* What is needed
Which lines in the records below contain the word "horn"? Return every one of them in full.

* Provided data

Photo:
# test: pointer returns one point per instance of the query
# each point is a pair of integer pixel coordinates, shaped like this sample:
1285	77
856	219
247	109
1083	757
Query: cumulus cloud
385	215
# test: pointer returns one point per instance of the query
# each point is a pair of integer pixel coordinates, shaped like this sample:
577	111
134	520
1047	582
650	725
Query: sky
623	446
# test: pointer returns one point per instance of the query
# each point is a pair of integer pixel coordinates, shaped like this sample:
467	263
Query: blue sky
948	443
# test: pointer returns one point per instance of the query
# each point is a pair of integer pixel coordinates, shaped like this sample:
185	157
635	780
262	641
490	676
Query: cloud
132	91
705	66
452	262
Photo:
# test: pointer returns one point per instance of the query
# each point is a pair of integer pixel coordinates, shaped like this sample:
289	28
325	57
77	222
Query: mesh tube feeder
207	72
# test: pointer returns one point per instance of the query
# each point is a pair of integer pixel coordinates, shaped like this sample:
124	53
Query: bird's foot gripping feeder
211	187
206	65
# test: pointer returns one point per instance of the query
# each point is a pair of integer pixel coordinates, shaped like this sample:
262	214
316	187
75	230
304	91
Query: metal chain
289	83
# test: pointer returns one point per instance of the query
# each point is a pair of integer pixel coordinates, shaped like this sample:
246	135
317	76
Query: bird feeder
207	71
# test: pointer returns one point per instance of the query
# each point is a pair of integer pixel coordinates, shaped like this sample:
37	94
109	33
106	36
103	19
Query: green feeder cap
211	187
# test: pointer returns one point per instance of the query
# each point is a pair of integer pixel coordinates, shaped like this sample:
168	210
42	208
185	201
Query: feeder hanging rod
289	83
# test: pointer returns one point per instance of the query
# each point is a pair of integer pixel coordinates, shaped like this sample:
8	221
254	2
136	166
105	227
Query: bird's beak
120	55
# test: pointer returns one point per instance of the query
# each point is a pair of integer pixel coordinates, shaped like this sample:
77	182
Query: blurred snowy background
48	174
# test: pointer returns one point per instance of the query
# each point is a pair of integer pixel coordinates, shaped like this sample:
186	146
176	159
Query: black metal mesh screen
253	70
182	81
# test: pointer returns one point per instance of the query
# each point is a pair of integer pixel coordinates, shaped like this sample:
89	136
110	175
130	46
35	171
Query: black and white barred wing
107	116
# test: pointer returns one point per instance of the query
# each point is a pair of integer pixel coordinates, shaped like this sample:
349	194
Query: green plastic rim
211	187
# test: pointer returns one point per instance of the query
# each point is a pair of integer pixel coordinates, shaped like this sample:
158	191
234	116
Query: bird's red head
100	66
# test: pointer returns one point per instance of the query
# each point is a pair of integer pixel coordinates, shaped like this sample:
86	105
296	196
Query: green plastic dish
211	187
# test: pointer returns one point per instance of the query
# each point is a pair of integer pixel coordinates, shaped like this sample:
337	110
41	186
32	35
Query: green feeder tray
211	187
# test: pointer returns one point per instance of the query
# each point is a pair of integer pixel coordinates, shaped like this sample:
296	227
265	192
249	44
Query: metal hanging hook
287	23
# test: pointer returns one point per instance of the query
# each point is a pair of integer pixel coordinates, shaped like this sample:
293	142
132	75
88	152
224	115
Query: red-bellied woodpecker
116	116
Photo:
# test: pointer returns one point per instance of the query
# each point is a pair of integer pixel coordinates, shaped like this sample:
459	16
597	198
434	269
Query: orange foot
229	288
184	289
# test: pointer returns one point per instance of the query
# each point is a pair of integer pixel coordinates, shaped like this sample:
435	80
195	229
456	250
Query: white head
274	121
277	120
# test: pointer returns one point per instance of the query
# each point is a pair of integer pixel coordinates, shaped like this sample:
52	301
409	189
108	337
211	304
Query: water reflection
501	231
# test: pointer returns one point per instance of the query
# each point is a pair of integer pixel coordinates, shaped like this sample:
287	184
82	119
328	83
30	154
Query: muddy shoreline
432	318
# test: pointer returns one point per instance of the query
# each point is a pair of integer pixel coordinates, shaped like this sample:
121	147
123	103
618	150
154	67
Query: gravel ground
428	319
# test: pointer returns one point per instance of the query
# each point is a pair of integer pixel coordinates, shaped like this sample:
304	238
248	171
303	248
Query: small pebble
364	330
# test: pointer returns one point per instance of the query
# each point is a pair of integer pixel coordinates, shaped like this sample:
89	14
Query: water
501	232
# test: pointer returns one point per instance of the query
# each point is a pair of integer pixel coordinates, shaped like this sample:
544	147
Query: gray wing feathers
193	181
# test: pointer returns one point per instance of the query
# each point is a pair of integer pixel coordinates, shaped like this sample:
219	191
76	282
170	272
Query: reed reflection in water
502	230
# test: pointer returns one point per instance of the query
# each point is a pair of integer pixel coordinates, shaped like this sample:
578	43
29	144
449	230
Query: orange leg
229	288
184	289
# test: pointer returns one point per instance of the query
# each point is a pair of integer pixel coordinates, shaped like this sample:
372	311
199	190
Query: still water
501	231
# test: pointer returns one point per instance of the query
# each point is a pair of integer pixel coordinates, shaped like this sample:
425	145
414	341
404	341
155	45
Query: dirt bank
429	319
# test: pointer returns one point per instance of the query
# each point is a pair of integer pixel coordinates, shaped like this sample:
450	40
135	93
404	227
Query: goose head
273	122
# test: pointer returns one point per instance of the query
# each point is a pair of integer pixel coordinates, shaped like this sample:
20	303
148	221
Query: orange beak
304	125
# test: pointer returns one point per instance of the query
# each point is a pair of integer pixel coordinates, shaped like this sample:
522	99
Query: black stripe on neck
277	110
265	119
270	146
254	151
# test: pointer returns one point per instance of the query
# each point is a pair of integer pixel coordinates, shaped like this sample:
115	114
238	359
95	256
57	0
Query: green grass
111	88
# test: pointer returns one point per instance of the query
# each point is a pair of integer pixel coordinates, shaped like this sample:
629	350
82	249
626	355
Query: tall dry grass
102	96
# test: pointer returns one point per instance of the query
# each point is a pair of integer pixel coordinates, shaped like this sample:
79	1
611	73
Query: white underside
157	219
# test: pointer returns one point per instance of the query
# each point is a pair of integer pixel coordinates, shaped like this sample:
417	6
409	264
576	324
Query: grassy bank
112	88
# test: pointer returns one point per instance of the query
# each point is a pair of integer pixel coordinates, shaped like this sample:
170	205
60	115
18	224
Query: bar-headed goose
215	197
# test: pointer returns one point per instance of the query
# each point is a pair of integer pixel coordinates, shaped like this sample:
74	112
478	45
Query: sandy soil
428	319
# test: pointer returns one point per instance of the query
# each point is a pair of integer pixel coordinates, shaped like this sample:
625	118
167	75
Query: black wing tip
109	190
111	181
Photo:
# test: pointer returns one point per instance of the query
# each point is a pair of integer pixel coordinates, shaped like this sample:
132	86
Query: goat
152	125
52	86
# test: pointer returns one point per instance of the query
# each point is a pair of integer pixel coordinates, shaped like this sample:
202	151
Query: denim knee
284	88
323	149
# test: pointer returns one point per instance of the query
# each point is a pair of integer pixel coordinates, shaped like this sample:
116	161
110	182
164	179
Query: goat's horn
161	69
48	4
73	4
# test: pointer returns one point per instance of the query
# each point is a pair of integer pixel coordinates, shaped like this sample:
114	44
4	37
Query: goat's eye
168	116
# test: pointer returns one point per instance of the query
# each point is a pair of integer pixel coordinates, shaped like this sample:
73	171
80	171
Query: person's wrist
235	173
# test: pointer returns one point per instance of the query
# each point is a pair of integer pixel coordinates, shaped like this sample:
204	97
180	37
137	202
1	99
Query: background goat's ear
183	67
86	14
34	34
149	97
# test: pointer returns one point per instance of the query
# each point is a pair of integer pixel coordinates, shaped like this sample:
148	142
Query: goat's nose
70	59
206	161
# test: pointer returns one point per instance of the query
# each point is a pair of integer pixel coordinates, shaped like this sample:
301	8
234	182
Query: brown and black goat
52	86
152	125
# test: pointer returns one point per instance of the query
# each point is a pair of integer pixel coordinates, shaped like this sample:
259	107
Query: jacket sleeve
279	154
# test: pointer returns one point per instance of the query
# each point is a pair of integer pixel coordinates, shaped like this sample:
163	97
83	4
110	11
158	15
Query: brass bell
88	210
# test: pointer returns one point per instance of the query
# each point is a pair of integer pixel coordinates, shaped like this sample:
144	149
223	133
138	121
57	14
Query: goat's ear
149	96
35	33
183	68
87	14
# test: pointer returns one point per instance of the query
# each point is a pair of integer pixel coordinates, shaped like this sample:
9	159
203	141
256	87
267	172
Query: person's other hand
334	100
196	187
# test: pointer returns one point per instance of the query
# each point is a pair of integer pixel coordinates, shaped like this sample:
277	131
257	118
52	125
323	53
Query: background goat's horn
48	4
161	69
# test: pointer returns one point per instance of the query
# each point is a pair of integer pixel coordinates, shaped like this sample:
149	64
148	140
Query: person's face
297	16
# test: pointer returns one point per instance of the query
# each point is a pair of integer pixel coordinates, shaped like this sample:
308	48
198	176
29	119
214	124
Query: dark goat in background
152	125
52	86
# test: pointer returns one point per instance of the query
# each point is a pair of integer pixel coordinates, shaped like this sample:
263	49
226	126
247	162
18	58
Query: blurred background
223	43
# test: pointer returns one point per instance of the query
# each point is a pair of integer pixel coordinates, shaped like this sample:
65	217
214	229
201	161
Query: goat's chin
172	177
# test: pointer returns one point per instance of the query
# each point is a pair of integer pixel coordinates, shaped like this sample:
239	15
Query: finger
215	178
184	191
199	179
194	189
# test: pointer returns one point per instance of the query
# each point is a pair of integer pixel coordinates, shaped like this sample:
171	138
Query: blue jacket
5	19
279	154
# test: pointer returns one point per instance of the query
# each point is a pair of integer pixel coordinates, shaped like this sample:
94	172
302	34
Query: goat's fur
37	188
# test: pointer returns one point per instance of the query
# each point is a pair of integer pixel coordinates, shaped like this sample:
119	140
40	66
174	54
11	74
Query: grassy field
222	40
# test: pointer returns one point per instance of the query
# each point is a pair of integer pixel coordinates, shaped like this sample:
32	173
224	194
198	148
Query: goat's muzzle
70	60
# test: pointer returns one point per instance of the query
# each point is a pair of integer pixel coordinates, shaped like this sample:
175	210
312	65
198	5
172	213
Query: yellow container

* Answer in full
Query: goat's horn
Query: background goat's horn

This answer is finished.